=== WHAT NEEDS TO BE DONE ===
Pick out every line of the rows below that contains the string "shoreline", matching case exactly, and copy each one.

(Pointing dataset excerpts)
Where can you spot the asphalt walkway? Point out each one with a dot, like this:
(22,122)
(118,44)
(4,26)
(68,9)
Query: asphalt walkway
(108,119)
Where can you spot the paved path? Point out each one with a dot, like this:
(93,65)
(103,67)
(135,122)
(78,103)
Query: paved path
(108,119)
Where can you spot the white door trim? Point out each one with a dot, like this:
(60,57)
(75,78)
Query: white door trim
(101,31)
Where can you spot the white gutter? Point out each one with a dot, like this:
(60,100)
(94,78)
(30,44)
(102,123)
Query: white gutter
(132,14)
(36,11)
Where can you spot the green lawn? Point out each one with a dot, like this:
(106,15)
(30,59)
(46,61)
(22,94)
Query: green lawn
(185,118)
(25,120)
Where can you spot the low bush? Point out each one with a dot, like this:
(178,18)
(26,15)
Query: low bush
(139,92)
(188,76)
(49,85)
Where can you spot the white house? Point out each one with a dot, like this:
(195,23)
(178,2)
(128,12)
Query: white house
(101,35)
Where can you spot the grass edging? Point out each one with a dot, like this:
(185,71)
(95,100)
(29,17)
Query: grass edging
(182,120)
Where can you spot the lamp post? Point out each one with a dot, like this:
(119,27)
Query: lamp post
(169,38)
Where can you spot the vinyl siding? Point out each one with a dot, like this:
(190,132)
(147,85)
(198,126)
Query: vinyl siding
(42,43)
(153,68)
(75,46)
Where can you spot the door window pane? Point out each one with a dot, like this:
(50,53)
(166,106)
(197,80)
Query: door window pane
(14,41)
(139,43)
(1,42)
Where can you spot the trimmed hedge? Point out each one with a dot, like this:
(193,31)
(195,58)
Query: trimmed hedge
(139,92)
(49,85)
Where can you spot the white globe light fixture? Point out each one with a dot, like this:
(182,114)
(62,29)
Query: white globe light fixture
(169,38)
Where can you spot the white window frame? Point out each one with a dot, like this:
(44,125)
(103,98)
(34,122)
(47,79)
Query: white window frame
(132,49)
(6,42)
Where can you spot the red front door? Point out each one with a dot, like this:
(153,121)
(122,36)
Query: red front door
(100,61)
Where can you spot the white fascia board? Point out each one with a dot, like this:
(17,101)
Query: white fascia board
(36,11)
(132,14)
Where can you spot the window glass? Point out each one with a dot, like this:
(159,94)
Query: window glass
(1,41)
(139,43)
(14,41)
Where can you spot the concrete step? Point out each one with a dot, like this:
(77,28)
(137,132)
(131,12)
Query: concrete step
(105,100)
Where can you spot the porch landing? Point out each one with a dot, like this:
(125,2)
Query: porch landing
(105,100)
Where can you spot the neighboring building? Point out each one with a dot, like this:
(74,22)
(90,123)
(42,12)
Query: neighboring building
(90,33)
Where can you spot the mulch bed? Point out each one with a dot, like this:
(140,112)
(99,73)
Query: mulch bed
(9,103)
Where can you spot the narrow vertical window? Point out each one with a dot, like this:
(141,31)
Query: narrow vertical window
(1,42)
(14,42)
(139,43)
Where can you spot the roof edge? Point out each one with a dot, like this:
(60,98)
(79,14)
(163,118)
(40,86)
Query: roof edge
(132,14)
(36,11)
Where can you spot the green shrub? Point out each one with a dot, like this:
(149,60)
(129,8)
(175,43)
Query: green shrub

---

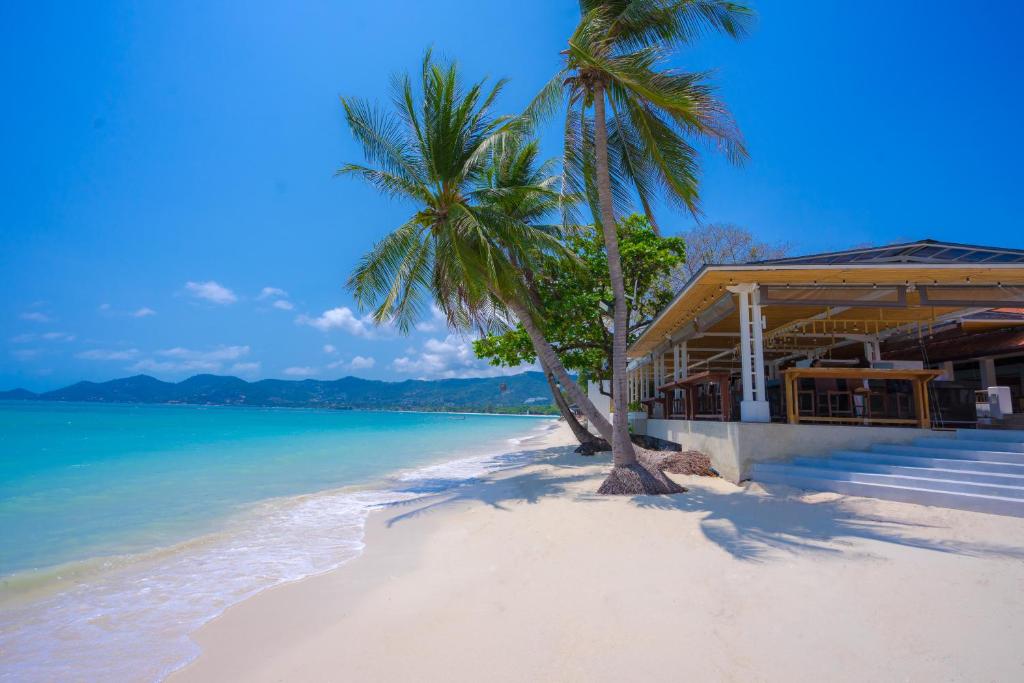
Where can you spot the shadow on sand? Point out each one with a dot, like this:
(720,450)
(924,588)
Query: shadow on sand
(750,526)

...

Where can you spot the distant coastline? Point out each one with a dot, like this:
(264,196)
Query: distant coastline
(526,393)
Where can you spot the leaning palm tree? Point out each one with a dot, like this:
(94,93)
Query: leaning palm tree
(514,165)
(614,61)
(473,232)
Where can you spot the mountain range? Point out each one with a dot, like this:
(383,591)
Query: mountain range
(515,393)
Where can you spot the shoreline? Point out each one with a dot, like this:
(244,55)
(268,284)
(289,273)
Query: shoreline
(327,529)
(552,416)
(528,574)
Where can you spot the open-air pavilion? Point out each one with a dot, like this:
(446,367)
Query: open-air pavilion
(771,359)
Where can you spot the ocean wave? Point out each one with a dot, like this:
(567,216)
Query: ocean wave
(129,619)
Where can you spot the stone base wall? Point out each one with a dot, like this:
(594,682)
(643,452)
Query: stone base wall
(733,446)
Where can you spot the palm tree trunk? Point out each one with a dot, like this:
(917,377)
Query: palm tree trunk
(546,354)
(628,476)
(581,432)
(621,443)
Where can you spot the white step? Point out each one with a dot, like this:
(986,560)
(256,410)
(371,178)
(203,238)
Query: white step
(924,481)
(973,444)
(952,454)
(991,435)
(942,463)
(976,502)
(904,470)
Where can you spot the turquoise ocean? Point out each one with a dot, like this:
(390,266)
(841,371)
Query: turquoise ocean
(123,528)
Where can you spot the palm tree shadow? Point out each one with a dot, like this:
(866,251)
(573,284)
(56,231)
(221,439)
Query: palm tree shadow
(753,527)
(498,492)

=== FINAL RESULT ===
Where can you spot the shoreline? Point out each one with a dot, like this:
Query: shoreline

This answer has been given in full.